▸ Task prompt
Return the full listing exactly as it is written.

** Data follows **

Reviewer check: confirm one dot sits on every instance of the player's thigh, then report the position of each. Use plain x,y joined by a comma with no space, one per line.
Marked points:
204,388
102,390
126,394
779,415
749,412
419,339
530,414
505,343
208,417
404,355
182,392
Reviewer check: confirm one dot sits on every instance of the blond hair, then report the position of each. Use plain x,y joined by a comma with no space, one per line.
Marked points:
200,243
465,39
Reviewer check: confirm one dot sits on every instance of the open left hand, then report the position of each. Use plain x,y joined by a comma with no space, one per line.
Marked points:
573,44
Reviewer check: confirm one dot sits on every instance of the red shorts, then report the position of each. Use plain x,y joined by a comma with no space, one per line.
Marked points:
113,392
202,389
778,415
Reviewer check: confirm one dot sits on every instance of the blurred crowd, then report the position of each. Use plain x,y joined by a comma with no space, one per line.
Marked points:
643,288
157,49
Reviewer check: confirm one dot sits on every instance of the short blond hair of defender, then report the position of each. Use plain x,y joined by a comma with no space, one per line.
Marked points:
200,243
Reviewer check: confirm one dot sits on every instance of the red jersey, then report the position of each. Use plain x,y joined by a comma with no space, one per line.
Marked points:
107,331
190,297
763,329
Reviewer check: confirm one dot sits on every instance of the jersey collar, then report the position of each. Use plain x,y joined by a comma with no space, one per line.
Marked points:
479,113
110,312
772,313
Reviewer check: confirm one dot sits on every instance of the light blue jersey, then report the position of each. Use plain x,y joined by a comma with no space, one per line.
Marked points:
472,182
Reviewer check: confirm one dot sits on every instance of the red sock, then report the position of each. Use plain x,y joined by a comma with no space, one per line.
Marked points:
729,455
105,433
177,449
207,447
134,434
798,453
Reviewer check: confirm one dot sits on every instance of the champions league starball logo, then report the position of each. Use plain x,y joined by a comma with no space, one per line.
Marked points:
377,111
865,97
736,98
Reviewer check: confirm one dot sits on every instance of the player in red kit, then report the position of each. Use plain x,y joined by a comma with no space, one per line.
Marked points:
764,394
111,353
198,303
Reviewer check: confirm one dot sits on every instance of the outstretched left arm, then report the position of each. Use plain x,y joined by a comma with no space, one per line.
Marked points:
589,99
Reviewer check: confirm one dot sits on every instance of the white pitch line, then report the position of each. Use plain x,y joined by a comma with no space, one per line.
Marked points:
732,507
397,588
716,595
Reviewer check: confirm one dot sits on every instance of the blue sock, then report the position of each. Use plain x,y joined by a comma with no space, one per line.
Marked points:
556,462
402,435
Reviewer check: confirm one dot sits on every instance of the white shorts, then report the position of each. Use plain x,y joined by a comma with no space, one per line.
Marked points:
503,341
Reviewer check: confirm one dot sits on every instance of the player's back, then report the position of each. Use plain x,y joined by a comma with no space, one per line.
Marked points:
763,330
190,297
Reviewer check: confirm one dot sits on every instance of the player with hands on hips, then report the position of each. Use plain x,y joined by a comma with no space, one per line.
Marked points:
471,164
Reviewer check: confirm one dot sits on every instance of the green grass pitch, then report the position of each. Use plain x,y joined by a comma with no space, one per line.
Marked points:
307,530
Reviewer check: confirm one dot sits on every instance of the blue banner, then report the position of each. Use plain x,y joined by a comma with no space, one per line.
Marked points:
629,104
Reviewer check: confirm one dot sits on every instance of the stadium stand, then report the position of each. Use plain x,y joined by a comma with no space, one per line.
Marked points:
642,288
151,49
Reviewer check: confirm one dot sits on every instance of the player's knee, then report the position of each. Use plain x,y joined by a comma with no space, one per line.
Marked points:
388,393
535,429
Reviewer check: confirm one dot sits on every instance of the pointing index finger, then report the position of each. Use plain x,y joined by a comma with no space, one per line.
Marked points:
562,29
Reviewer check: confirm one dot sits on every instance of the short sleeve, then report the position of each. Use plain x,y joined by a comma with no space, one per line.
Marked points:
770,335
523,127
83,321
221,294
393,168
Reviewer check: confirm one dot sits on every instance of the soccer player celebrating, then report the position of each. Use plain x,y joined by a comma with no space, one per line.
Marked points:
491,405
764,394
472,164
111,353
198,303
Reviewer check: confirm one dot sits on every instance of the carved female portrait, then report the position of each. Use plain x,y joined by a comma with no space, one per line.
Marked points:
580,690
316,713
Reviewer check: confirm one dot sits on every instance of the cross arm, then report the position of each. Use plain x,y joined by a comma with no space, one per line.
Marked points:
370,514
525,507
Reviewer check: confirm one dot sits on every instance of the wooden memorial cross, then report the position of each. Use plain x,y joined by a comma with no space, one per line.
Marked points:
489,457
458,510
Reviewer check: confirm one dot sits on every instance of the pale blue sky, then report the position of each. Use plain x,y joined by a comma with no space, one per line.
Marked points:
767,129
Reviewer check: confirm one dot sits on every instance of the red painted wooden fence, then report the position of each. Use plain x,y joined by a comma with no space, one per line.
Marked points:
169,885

** End of Data **

▸ Problem solution
Reviewer check: confirm one dot sits on every instance of the player's thigh, then report the position of each. Use plain x,y joined by a comma with no space, one per line.
Marked points:
204,388
102,390
126,394
779,415
749,412
419,339
530,414
505,343
208,417
404,355
182,392
Reviewer check: confirm one dot sits on every instance of the blond hair, then report the position of each. Use plain x,y joined by a comma with no space, one per line.
Marked points:
200,243
465,39
Reviewer check: confirm one dot sits on every instance of the open left hand, then report the position of each. Use plain x,y joined by a comma with no space, one per line.
Marked points:
573,44
Reviewer check: confirm one dot sits on every instance of the red shorts, then report the position of each. Use plain x,y joined by a comma with no space, one per line.
Marked points:
113,392
202,389
778,415
Reviewer check: confirm one dot sits on every instance of the blurred crowd, then report the position of each. Use plain x,y joined by a comma with no space, one per line.
Marked points:
643,288
157,49
Reviewer check: confirm one dot sits on every instance of the short blond hair of defender, then report the position of each. Use plain x,y joined by a comma with no space, one per line.
Marked points:
200,243
Reviewer check: confirm one dot sits on every instance of the red jersey, then report the position of each. Use plain x,y joined by a comma with no space, one per line.
Marked points:
107,331
190,297
763,329
Reviewer check: confirm one dot sits on every instance of the jersey collar, then report the position of each. Use plain x,y joined by a comma with no space, one per line.
Marked points:
479,113
110,312
772,313
Reviewer check: confirm one dot sits on every instance of the light blue jersey, then report the position of each. Use plain x,y joined by a comma with no space, one per line.
Marked points:
472,182
Reviewer check: confirm one dot sits on every instance of the red sock, then report the position of each. Use plain x,y joined by a comma with no space, one per line.
Marked points:
729,455
105,433
177,449
207,447
134,434
798,453
Reviewer check: confirm one dot sits on every instance of the champions league starball logo, then report the position of each. Use plain x,y joined by a comma with no space, one per line.
Marked points:
377,111
865,97
736,98
Reviewer check: confirm one dot sits on every instance of the player in red kit, then report the position of each. Use plain x,y joined by a comma with no space, one per line.
Marked points:
764,394
111,353
198,303
Reviewer check: confirm one dot sits on every instance of the outstretched left arm, then report the position of each. Use plain x,y joined by a comma with no space, one per line.
Marked points:
589,99
Reviewer check: confirm one dot sits on every instance of the white pitch line, then report the position of each. Use plain x,y joined by a comma with no space, one per line.
Marked points:
732,507
397,588
716,595
Reviewer check: confirm one dot sits on every instance of the blue sock, then report the position of each. Use plain x,y joined by a comma with no space, one per line.
Marked points:
556,462
402,435
Reviewer check: confirm one dot sits on every instance of the white shorts, then report the position of each. Use plain x,y joined by a comma with no space, one per line.
Marked points:
503,341
Reviewer check: confirm one dot sits on every instance of the player's back, then report the position of each. Use plain x,y joined by a comma with no space, one per line.
Marked points:
763,330
190,297
Reviewer check: confirm one dot sits on every instance of the player with hands on hips, then report the position of each. Use plain x,y joined by a comma with no space, one per line.
Marked points:
471,164
Reviewer check: confirm one dot sits on every instance of the green grass pitch, then report the position of each. Use plain x,y joined by a comma with no space, one per line.
Marked points:
307,530
Reviewer check: confirm one dot sits on every instance of the blue banner, then report the position of each. Use plain x,y joined by a comma with no space, one per line.
Marked points:
629,104
Reviewer check: confirm one dot sits on every instance of the stadium stand, then report the position of each. Use plain x,y joined by a comma with no space, one per line.
Marked points:
642,288
151,49
Reviewer check: confirm one dot sits on every instance of the player's knee, then report the position of each. Use plain x,y joined by a comma with no space, one per line.
Marked points:
388,393
535,429
Reviewer check: confirm one dot sits on every instance of the pointing index finger, then report the position of each. Use plain x,y joined by a comma with no space, one per line.
Marked points:
562,29
Reviewer check: confirm one dot sits on every instance of the short sleeve, then report the position of each. Use plain x,y joined by a comma with no space, one per line.
Marked points:
770,335
523,127
83,321
221,294
393,168
Reviewer check: confirm one dot sits on every instance of the soccer player celebrating, then report the position of each. Use plain x,y joined by a comma with no space, one per line.
Marked points:
491,405
764,394
472,164
111,353
198,303
Reviewer check: confirm one dot sits on every instance of the carved female portrait, then report the position of each. Use plain x,y joined by a comma with no space, one per line.
Marked points:
580,690
316,713
Reviewer check: confirm one dot sits on every instance of the cross arm, then report the position of each. Use plain x,y joined by a comma with no space, one per line.
Marked points:
370,514
525,507
Reviewer check: confirm one dot sits on every instance of the wooden memorial cross, then report the position of each. Use plain x,y joined by a comma with no space, one per line.
Marked points:
489,457
458,510
Reviewer check: confirm one dot sits on every instance of the pale blue sky, then report the position of each. Use plain x,y joined by a comma with no space, one per line.
Marked points:
767,129
Reviewer check: confirm one dot sits on every instance of the red painted wooden fence, then report the position of each. Use plain x,y joined by a comma with no space, one per line.
Marked points:
169,885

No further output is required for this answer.